Aim of the exercise: Reproduce every line from the one that contains "Objective — for every instance of the balcony, mark" through the end of the items, both ends included. Scale each coordinate in the answers by 2.5 and round it to the nearest whole number, with halves rounded up, leaving all other text unchanged.
>> BEGIN Data supplied
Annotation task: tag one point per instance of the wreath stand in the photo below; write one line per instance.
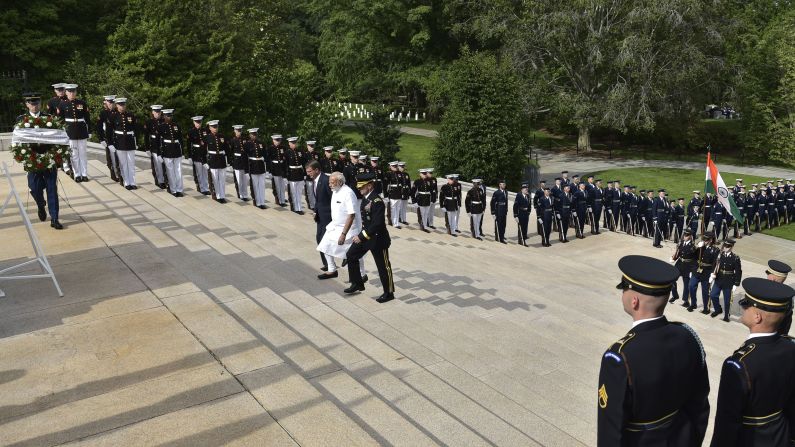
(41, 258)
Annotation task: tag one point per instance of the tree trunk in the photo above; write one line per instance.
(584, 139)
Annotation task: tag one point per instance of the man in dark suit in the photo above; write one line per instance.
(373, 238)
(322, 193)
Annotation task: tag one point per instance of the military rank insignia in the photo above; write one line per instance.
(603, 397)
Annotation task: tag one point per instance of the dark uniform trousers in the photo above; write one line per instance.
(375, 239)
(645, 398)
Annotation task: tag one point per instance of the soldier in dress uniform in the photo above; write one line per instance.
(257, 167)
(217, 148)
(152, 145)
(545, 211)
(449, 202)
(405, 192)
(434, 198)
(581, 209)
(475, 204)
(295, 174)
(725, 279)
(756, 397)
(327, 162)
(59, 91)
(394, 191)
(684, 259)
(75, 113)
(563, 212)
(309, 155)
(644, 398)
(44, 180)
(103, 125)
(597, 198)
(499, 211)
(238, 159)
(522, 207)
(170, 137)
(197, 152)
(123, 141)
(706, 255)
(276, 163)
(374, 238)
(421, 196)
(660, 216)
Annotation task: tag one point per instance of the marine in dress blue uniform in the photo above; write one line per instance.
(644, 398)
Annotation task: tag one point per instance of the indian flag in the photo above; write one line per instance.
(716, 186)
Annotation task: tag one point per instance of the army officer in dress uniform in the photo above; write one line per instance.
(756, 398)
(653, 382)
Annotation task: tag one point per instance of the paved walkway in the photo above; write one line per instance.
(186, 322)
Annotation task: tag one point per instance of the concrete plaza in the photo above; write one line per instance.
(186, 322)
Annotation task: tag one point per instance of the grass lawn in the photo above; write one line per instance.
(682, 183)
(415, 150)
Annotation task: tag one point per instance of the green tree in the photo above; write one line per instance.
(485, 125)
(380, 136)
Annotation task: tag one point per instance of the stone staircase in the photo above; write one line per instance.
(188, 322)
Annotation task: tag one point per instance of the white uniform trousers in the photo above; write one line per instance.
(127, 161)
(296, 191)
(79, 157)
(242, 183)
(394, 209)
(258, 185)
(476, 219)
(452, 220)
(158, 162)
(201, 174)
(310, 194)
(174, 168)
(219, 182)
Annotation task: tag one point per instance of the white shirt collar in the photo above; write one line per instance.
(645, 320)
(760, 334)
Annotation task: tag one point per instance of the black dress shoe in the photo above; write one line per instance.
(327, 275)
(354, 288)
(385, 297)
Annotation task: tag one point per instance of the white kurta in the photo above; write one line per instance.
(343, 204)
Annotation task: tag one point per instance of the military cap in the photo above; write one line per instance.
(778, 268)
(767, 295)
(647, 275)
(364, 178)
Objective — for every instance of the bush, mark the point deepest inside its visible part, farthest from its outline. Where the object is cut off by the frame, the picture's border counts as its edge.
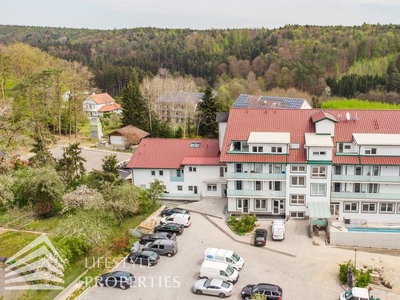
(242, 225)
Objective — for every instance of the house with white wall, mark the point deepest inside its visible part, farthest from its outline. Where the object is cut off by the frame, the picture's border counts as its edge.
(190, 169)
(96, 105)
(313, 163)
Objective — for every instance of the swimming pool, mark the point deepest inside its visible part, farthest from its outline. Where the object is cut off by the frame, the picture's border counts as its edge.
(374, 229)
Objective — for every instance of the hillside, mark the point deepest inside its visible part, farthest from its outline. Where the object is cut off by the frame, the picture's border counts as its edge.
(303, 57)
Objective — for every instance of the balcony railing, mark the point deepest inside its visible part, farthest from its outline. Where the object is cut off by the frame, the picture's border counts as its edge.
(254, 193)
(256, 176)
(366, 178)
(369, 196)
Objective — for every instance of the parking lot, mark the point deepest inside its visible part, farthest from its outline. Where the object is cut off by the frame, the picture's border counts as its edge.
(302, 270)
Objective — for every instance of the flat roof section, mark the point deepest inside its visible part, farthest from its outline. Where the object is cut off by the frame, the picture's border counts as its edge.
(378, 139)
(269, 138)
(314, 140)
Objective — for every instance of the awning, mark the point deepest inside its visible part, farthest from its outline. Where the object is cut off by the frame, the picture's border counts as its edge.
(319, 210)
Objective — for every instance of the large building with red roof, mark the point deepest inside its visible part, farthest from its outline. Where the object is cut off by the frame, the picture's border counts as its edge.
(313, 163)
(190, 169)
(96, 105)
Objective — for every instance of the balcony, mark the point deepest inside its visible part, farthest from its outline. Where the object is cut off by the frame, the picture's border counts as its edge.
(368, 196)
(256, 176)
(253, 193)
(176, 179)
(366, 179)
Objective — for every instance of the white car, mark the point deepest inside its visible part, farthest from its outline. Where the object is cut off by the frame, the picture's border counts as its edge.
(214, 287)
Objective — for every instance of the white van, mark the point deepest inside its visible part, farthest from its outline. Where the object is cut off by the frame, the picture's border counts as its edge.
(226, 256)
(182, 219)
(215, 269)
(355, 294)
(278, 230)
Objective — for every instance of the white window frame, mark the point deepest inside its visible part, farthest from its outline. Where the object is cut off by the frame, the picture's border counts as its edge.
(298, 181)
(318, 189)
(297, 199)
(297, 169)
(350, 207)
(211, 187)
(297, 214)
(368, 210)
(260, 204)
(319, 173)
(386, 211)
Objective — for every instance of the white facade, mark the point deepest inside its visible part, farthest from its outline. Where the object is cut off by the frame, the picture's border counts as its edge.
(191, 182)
>> END Data supplied
Exercise response:
Objective — for every instance of the balcony, mark the point deepest inside its visible part, farthest from its outline. Where the object is cut off by the frame, the picture's border counts as its edge.
(920, 490)
(640, 440)
(633, 483)
(440, 448)
(915, 448)
Objective — for every instance of the white car, mark the point deepest inside its visible part, farthest from its outline. Where the object is cut off by the frame, the picture's border counts as its edge.
(535, 718)
Objective — for every instance of the white van, mark the point deepest inside its visible part, farthest from its outline. Where the object is cut off by the frame, the picture's border counts as its edge.
(565, 640)
(455, 548)
(538, 673)
(888, 735)
(695, 575)
Objective — for every instance of the white window frame, mark the point deepest inside its visible part, farthest from its outline. Where the object is cut off by the frame, the picture's border counts as its edge.
(745, 453)
(795, 473)
(743, 498)
(743, 423)
(875, 518)
(528, 468)
(743, 535)
(920, 525)
(650, 510)
(798, 433)
(965, 528)
Objective — for every instance of the white facade, mark the point deepest inside its visible part, farthest from its outline. Where the object is cut off by the frame, the picture's border counts as its edge.
(478, 455)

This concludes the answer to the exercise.